I didn't see it, but I'm sure it greatly benefitted from being live and right there onstage, where the energy in performance compensated for its lack of a single great song. All the songs sound exactly like standard boilerplate Broadway show tunes, except for composer Maury Yestin's "Finale," which evokes the original Nino Rota soundtrack for Fellini, which is the problem.
Fellini's great films are essentially musicals. Like most Italian directors of his generation, he didn't record live dialogue and sound. He depended on dubbing. On a set, he usually had an orchestra playing, and asked his actors to move, not in time with the music, but "in sympathy." Everyone in a Fellini film evokes an inner body rhythm. Then there's Rota's music itself, my favorite soundtracks. I could watch a Fellini film on the radio.

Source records
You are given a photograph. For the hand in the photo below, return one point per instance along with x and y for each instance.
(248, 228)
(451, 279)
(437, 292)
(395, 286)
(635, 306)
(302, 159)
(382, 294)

## Given instruction:
Rewrite the passage on Fellini from "I didn't see" to "is the problem.", putting "formulaic" in place of "boilerplate". These source records have no connection to the passage on Fellini.

## Result for this exercise:
I didn't see it, but I'm sure it greatly benefitted from being live and right there onstage, where the energy in performance compensated for its lack of a single great song. All the songs sound exactly like standard formulaic Broadway show tunes, except for composer Maury Yestin's "Finale," which evokes the original Nino Rota soundtrack for Fellini, which is the problem.